### EXERCISE TASK:
Can you reproduce every line of the entries below without any changes, leaving out the pictures?

+---+

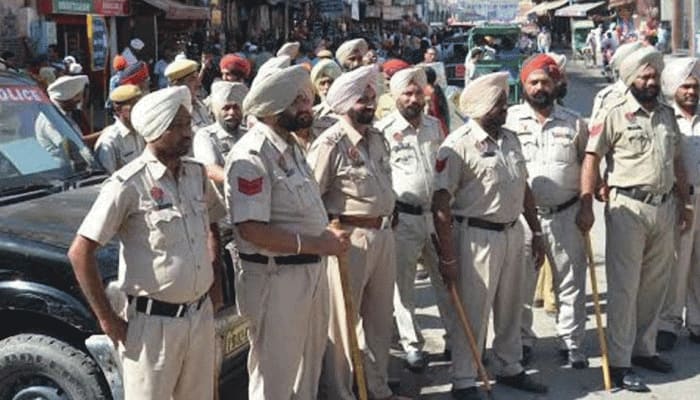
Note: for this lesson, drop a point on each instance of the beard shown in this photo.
(540, 99)
(295, 122)
(645, 94)
(411, 112)
(364, 117)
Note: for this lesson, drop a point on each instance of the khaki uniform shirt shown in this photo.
(353, 171)
(268, 180)
(485, 177)
(162, 223)
(412, 157)
(117, 146)
(605, 97)
(639, 146)
(553, 151)
(690, 144)
(200, 115)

+---+

### WRITTEN ANSWER:
Note: for this lesson, drop a point on each instance of the beard shown in this photo.
(540, 99)
(295, 122)
(645, 94)
(411, 112)
(364, 117)
Note: for this lesson, drop a point on each instance of the khaki uniform shirt shown in this photo.
(353, 171)
(268, 180)
(485, 177)
(162, 223)
(412, 157)
(117, 146)
(605, 97)
(639, 146)
(553, 151)
(690, 144)
(200, 115)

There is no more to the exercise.